• Aim of the task
Some lines below hold "soldier". Pick them out and copy them.

Stored records
↓↓↓
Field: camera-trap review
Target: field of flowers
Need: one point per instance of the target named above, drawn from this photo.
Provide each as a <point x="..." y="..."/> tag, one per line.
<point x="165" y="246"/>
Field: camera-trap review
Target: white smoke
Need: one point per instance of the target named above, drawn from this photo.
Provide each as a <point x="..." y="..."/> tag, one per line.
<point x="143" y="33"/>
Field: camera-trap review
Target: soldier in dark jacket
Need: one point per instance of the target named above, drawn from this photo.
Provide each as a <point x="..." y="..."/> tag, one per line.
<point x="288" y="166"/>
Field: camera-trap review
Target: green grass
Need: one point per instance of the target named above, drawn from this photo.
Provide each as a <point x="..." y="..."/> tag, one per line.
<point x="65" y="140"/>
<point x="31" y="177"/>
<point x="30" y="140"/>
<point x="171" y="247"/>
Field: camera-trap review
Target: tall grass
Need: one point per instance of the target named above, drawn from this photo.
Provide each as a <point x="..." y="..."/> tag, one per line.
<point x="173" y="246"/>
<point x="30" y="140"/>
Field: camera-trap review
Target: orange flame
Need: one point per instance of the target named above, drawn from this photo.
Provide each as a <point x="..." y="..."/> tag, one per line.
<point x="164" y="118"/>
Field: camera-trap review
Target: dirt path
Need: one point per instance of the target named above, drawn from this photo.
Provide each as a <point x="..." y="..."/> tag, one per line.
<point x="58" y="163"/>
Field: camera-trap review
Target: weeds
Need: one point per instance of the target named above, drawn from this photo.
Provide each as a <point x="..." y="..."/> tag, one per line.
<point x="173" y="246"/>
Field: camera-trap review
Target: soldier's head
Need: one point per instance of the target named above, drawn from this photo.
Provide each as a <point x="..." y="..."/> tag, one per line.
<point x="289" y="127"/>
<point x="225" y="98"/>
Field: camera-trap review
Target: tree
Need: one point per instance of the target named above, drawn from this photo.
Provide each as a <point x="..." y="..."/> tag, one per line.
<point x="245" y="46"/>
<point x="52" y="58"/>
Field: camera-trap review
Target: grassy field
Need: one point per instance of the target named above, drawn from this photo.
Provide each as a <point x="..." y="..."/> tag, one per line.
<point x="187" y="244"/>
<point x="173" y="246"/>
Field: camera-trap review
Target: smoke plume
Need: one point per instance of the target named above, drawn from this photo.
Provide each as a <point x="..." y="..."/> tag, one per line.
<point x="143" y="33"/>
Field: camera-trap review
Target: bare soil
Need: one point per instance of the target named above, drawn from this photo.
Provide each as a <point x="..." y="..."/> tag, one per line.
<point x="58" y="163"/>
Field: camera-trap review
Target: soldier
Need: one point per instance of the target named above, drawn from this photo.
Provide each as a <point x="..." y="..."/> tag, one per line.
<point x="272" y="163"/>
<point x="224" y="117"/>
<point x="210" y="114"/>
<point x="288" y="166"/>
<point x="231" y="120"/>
↑↑↑
• Answer to this exercise
Target: soldier in dark jacket
Target: soldier's head
Target: soldier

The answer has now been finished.